Exercise prompt:
Restate the whole of the data below word for word, skipping the images.

(Source records)
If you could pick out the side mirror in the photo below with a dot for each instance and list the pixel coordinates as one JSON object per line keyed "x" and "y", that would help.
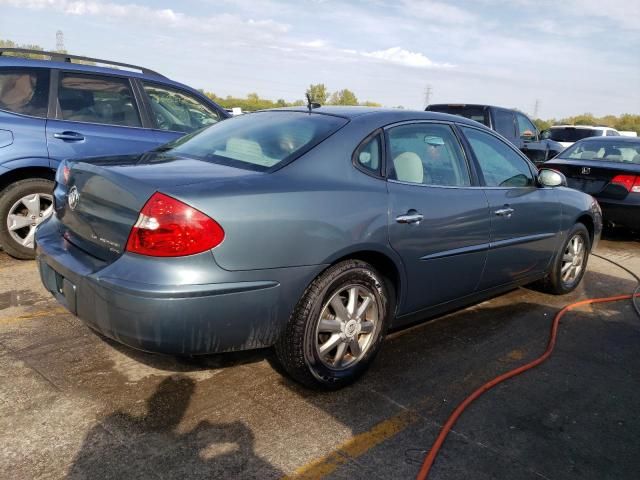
{"x": 528, "y": 135}
{"x": 551, "y": 178}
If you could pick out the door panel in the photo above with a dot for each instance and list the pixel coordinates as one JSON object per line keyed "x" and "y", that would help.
{"x": 525, "y": 218}
{"x": 438, "y": 222}
{"x": 444, "y": 254}
{"x": 524, "y": 240}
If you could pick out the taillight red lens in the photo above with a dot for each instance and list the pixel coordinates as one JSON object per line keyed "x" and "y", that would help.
{"x": 168, "y": 227}
{"x": 631, "y": 183}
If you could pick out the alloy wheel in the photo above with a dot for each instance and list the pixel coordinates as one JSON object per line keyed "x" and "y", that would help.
{"x": 26, "y": 214}
{"x": 346, "y": 327}
{"x": 573, "y": 260}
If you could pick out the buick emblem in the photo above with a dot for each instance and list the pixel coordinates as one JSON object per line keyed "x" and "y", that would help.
{"x": 73, "y": 198}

Answer below:
If you could pick out the side mirror in the photo below with a dot for each instance and list the pixel coordinates as one JSON object per line keyed "x" and "y", that would help.
{"x": 528, "y": 135}
{"x": 551, "y": 178}
If you could pick out the door panel in the photo above with a dot for each instance and list the pixel coordinates as one JSON object per line keyed "x" and "y", that would help.
{"x": 525, "y": 218}
{"x": 438, "y": 222}
{"x": 444, "y": 254}
{"x": 524, "y": 240}
If you could pick out the taillight red lens in the photo above with a dot for each instance and list the pixel coordinates as one JSON object per line keyed "x" and "y", that would help.
{"x": 168, "y": 227}
{"x": 631, "y": 183}
If you could pick out the alloy wheel in the photo above with a dot for each instance and list the pixel coordinates as one JSON object per line keyed "x" and "y", that would help.
{"x": 26, "y": 214}
{"x": 346, "y": 327}
{"x": 573, "y": 260}
If you could pick out the buick emblem in the photo above with a dot for each instance and list the pixel coordinates as one JSON object per line keyed "x" and "y", that would help.
{"x": 73, "y": 198}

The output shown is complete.